### RECORDS TO PROCESS
==*==

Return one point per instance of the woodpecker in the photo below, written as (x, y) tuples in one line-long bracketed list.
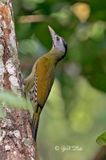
[(39, 83)]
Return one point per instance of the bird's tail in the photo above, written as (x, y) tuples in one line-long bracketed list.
[(35, 121)]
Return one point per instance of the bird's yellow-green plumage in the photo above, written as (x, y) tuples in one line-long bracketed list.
[(38, 84)]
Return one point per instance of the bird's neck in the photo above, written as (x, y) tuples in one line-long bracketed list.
[(56, 55)]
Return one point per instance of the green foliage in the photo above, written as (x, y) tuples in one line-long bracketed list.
[(101, 140), (76, 111), (13, 101)]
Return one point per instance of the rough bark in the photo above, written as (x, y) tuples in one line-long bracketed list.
[(16, 141)]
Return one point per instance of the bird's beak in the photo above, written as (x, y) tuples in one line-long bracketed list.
[(52, 32)]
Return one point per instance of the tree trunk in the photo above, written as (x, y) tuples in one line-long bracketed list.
[(16, 141)]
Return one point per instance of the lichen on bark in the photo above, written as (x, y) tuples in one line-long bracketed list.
[(15, 132)]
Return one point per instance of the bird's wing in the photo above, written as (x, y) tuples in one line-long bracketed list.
[(44, 79)]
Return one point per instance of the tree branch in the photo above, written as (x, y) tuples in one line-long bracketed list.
[(15, 132)]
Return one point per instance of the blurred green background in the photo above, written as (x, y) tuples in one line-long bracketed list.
[(75, 113)]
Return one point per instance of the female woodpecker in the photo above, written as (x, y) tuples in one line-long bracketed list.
[(38, 84)]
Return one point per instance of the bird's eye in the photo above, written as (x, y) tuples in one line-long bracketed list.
[(57, 38)]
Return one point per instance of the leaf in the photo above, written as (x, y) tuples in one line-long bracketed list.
[(101, 140)]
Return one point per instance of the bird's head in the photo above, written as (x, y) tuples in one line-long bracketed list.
[(58, 42)]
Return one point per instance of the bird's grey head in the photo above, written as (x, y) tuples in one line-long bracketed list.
[(58, 42)]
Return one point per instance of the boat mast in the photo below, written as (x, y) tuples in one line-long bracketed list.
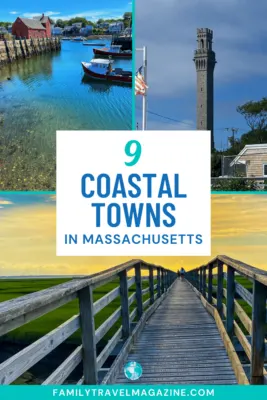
[(144, 124)]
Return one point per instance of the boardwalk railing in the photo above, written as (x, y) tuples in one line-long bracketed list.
[(230, 297), (17, 312)]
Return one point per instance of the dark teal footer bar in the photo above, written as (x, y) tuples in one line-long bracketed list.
[(131, 391)]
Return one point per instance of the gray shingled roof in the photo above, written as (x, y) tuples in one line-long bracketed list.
[(32, 23), (44, 19)]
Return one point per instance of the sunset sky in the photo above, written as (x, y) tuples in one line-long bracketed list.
[(28, 236)]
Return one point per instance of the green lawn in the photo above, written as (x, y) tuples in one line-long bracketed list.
[(247, 284), (10, 289)]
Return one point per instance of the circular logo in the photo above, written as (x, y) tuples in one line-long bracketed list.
[(133, 370)]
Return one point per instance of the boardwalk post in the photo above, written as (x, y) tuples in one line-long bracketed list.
[(86, 303), (162, 281), (197, 279), (210, 284), (204, 285), (220, 288), (201, 279), (126, 330), (258, 333), (151, 284), (230, 301), (158, 283), (138, 284)]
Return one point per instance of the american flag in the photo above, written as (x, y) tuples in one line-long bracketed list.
[(140, 85)]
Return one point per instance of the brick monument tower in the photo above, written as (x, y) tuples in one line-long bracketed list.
[(205, 61)]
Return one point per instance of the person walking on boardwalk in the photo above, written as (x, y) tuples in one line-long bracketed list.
[(182, 273)]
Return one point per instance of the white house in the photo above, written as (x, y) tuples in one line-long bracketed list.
[(116, 27), (254, 158), (103, 25)]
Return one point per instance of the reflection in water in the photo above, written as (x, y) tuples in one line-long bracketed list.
[(46, 93), (96, 86)]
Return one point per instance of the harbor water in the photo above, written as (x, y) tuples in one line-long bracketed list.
[(49, 92)]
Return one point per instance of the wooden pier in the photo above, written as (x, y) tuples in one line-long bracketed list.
[(181, 332)]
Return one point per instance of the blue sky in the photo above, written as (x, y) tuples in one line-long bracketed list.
[(92, 10), (168, 29)]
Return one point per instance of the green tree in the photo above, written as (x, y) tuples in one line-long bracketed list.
[(255, 114)]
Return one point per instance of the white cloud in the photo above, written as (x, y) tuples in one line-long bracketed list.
[(95, 15), (168, 29), (47, 13)]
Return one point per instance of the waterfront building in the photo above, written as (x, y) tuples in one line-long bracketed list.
[(87, 30), (56, 31), (116, 27), (37, 27)]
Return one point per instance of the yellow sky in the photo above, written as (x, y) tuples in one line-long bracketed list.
[(27, 239)]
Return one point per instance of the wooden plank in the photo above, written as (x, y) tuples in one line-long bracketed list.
[(105, 300), (230, 301), (146, 303), (133, 314), (121, 359), (22, 361), (105, 353), (162, 281), (132, 298), (246, 321), (244, 293), (151, 285), (65, 369), (86, 303), (80, 381), (245, 269), (243, 340), (204, 282), (210, 284), (158, 283), (11, 309), (138, 284), (236, 364), (171, 347), (258, 332), (105, 327), (146, 290), (219, 287), (131, 282), (32, 315), (200, 280), (124, 304)]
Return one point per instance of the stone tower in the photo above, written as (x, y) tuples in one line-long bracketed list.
[(205, 62)]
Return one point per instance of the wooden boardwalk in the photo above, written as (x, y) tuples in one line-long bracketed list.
[(181, 344)]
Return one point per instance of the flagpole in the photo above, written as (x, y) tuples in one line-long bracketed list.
[(144, 124)]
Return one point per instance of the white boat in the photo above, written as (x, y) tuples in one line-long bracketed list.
[(102, 69), (114, 51)]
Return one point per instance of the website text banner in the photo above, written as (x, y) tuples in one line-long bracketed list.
[(131, 193), (133, 392)]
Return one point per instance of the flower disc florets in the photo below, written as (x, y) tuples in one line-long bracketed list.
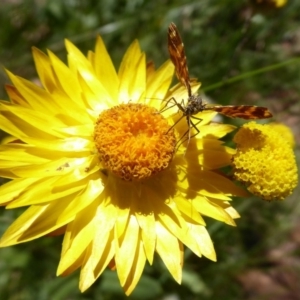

==*==

### PROBLEM TO SOLVE
Copy out the whole listing above word for word, leaving out the pictures.

### WRITTEN REPLY
Return one point per instance of the woodpecker in the photo below, written as (x, y) tuples in one line-long bracketed list.
[(39, 83)]
Return one point per instance of the bird's tail in the photo above, written as (x, y) tuples in one line-long bracketed list.
[(35, 121)]
Return one point per instance of the bird's yellow-green plumage in the photo above, written as (x, y) tuples in one line-long bracketed list.
[(38, 84)]
Return one point per instance of the bird's neck in the photo above, written as (x, y) tuples in one line-long bracketed list.
[(56, 55)]
Return one point per instance of the green foliage in the photo above, written as (x, y) tuples in one line-long bracketed list.
[(101, 140), (76, 111), (13, 101)]
Return one point per instance of the rough bark in the photo above, written as (x, y) tuples in one line-long bracketed list.
[(16, 141)]
Return one point per instance of the bird's beak in the photo above, written as (x, y) tuples in one line-long bracketed list.
[(52, 32)]
Return one point per instance of the tree trunk in the photo above, written as (x, y) tuples in one line-long bracketed list.
[(16, 141)]
Return one point per instance of the lichen on bark in the photo above, written as (x, y) tuples in one line-long bracketed list.
[(15, 132)]
Return one point per instance of the bird's wing in the photo above, written as (x, y) tuples in one line-long bracketed list.
[(44, 79)]
Return one point per instance of the tree branch in the photo above, written as (x, y) tuples in one line-long bracketed list.
[(15, 132)]
Return one point per instance of the blurred green background in the photo above, written as (x, y) tuples in one line-long bracketed list.
[(75, 113)]
Return one point per instance of the female woodpecker in the photo above, written as (x, y) tuples in one line-long bracketed list.
[(38, 84)]
Return one point per instance of the bird's eye in the photo above, written as (x, y) tuples in one line-long bracketed list.
[(57, 38)]
Return one point per instance of the leaf in the photo above, written as (x, y) tuples in one line-long bracketed list.
[(101, 140)]
Return one point per instance of the bird's head in the photo above, written as (x, y) tuples in one line-long bracketed list.
[(58, 42)]
Return one point per instance of the bird's grey head in the photo above, written as (x, y) tuples in one line-long bracketed list.
[(58, 42)]
Return one point per instance of the boat mast in the photo below, written as (x, y) tuples in one line-long bracketed list.
[(144, 124)]
Return one point per instance of the boardwalk railing in the photo above, written as (x, y) tuples in one line-long bracketed list.
[(230, 297), (17, 312)]
Return one point per instance of the dark teal footer bar in the photo above, written as (x, y) tuples in one line-long bracketed list.
[(131, 391)]
Return one point per instance of the gray shingled roof in the photo above, written as (x, y) tuples in one line-long bracketed list.
[(32, 23), (44, 19)]
Return one point per instance of the sunset sky in the photo above, written as (x, y) tuples in one line-long bracketed list.
[(28, 236)]
Return one point per instance of the green lawn in the photo above, written as (x, y) tuples in one line-long bracketed list.
[(247, 284), (10, 289)]
Return one point per instance of the circular logo in the photo above, written as (x, y) tuples in one line-long bracketed list.
[(133, 370)]
Return one point per instance of the boardwalk post in the photo above, written as (x, y) tuples in one line-long bracketed list.
[(86, 303), (162, 281), (197, 279), (210, 284), (204, 285), (220, 288), (201, 279), (126, 330), (258, 333), (151, 284), (230, 301), (158, 283), (138, 284)]
Return one point per instance of the american flag in the photo above, written as (x, y) tuples in one line-long bracketed list.
[(140, 85)]
Return one point per instance of the brick monument tower in the photo above, written as (x, y) tuples in one line-long bracketed list.
[(205, 61)]
Return one point per instance of the person walking on boardwalk in the photo above, written as (x, y) tuples in one line-long bracketed list.
[(182, 273)]
Return one point per instance of the white house in the photo above, written as (x, y) tuples in one line-long bracketed list.
[(116, 27), (254, 158), (103, 25)]
Return one point per instance of the reflection in water in the photo above, written as (x, y) tuples in one line-long bracketed list.
[(46, 93), (96, 86)]
Return one point per instance of the harbor water in the photo above, written as (x, y) tuples in one line-long bracketed list.
[(49, 92)]
Return one point per instance of the wooden pier in the photo above, written as (x, y) tuples in one line-long bracketed list.
[(181, 332)]
Return one point per instance of the blue sky in the photo above, written as (x, y) tuples in one line-long bracketed list.
[(92, 10), (168, 29)]
Return one point per instance of the green tree in the photo above, written as (x, y) tuples in one line-long bracketed list.
[(255, 114)]
Return one point per instance of the white cloud in the photo above, written as (x, y) tuples in one line-long bracketed list.
[(95, 15), (168, 29), (47, 13)]
Return one point per instance of the waterfront building in the photo above, written as (x, y) tuples in one line-long bracketed list.
[(87, 30), (56, 31), (116, 27), (37, 27)]
Return one point per instance of the yellow sky in the photo above, written as (x, y) tuples in one line-long bracketed list.
[(27, 239)]
Return one point per instance of the wooden plank in the photo above, written as (x, y) tuples in one line-long bracketed list.
[(105, 300), (230, 301), (146, 303), (133, 314), (121, 359), (22, 361), (105, 353), (162, 281), (132, 298), (246, 321), (244, 293), (151, 285), (65, 369), (86, 303), (80, 381), (245, 269), (243, 340), (204, 282), (210, 284), (158, 283), (11, 309), (138, 284), (236, 364), (171, 347), (258, 332), (105, 327), (146, 290), (219, 287), (131, 282), (32, 315), (200, 280), (124, 304)]
Return one point per instance of the stone tower in the photo above, written as (x, y) tuples in one line-long bracketed list.
[(205, 62)]
Return one point per instance of the wooden boardwalk in the photo above, written as (x, y) tuples in one line-long bracketed list.
[(181, 344)]
Return one point per instance of the flagpole in the photo above, written as (x, y) tuples in one line-long bracketed list.
[(144, 124)]
Return one point per instance of the white boat in the photo above, written as (x, y) tuples in one line-long bracketed list.
[(102, 69), (114, 51)]
Return one point per instance of the website text banner in the photo above, written as (x, y) tuples in one line-long bracketed list.
[(131, 193), (133, 392)]
Return one point per instance of the flower disc florets in the photo below, written as (x, y) tuples in one line-long bracketed list.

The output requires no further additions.